-- start --

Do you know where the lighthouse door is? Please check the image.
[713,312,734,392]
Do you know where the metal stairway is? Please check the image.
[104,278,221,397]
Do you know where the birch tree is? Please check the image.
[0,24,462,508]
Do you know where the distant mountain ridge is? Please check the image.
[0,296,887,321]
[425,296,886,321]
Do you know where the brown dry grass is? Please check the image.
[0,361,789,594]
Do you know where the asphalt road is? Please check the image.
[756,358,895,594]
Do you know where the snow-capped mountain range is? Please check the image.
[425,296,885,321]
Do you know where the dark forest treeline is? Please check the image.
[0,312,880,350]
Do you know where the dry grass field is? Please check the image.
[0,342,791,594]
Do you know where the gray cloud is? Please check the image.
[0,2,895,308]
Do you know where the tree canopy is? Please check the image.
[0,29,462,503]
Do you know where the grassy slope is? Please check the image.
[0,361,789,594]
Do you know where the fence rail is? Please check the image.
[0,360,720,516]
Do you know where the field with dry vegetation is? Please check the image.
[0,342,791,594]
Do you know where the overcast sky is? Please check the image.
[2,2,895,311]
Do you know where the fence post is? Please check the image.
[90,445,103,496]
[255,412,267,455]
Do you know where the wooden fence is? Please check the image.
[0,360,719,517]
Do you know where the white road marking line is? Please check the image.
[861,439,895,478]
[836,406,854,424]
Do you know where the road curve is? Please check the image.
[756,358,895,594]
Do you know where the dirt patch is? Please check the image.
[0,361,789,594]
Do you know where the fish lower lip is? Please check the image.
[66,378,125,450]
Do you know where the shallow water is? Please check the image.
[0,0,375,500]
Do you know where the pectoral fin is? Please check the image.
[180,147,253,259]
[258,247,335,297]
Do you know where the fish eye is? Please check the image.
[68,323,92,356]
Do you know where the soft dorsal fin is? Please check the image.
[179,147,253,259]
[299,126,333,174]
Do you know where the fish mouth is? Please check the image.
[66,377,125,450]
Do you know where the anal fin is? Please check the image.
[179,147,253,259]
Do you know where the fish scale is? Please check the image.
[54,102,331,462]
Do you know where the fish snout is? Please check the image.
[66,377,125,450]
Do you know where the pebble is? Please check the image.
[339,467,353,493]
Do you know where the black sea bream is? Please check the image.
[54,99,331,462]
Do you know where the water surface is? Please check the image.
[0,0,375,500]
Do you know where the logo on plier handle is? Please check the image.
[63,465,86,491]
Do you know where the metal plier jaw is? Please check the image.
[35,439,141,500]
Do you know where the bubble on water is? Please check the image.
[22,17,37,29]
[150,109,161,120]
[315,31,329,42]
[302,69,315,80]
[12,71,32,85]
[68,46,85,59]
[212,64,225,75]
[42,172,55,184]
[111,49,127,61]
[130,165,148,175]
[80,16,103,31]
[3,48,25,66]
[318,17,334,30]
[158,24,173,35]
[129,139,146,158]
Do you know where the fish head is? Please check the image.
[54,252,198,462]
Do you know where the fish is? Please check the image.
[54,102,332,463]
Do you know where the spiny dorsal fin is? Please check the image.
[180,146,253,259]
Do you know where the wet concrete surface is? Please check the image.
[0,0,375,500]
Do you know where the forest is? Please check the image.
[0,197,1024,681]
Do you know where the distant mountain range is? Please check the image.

-- end --

> _Exercise task_:
Copy each of the lines above character for character, leaving nothing out and changing nothing.

> _The solution_:
Do you know where the lighthouse door is? Please check the image.
[713,312,734,392]
Do you know where the metal stairway is? Please check the image.
[104,278,221,397]
Do you know where the birch tree is? Please check the image.
[0,24,462,508]
Do you know where the distant mountain ridge is? Please check the image.
[0,296,887,321]
[425,296,886,321]
Do you know where the brown dry grass is? Please check the image.
[0,361,789,594]
Do you know where the asphalt road is? Please check the image.
[756,358,895,594]
Do you know where the snow-capped mountain range is? Please check the image.
[425,296,885,321]
Do you know where the dark forest treeline is? Please check the image.
[0,312,880,350]
Do you know where the dry grass field is? Please check the image.
[0,342,791,594]
Do you know where the gray cloud is? Please check the image.
[0,2,895,308]
Do you know where the tree canopy is? Please check the image.
[0,29,462,503]
Do you know where the grassy slope is? Please check the image.
[0,361,789,594]
Do you know where the fence rail is? Please check the image.
[0,360,720,516]
Do you know where the field with dry vegetation is? Please check the image.
[0,342,791,594]
Do you know where the overcast sky is? Please check the image.
[2,2,895,311]
Do you know where the fence post is? Please check the image.
[90,445,103,496]
[255,412,267,455]
Do you know where the wooden fence is? Please check the image.
[0,360,719,517]
Do you know where the white road marking line is? Please check the image.
[861,439,895,478]
[836,406,854,424]
Do you know where the road curve is? Please check the image.
[756,358,895,594]
Do you know where the dirt patch is? Please check the image.
[0,361,789,594]
Do you know where the fish lower lip is? Please check the image.
[66,378,125,450]
Do you know where the shallow water is? Please check the image.
[0,0,375,500]
Do you know where the pectoral fin is? Please check the image.
[180,147,253,259]
[258,247,335,297]
Do you know where the fish eye is? Please check the image.
[68,323,92,356]
Do you know where the soft dorsal fin is? Please check the image.
[179,147,253,259]
[299,126,333,174]
Do you know where the fish mouth is? Please check the image.
[66,377,125,450]
Do you know where the anal fin is? Please check the image.
[179,147,253,259]
Do you know where the fish scale is? Please check the image.
[54,102,331,462]
Do you know where the fish snout is? Please check the image.
[66,377,125,450]
Do you know where the pebble is? Please check the image.
[339,467,353,493]
Do you know where the black sea bream is? Please check the image.
[54,99,331,462]
Do you know where the water surface is? Please check the image.
[0,0,375,500]
Do you know where the logo on plier handle is? Please check the image.
[63,465,86,491]
Do you know where the metal plier jaw is? Please check the image.
[35,439,141,500]
Do you know where the bubble on water is? Please check the image.
[22,17,37,29]
[150,109,161,120]
[315,31,329,42]
[302,69,315,80]
[12,71,32,85]
[68,46,85,59]
[212,64,225,75]
[42,172,55,184]
[111,49,127,61]
[130,165,148,175]
[80,16,103,31]
[3,48,25,66]
[318,17,334,30]
[158,24,173,35]
[129,139,146,158]
Do you know where the fish head is? Please check the image.
[54,252,198,462]
Do you know where the fish is? Please check the image.
[54,102,332,463]
Do you know where the spiny dorsal fin is? Please check the image.
[180,146,253,259]
Do you know where the wet concrete surface is? Please check the image.
[0,0,375,500]
Do you know where the forest is? Please check the image.
[0,197,1024,681]
Do you know where the distant mountain range is? Please check the image.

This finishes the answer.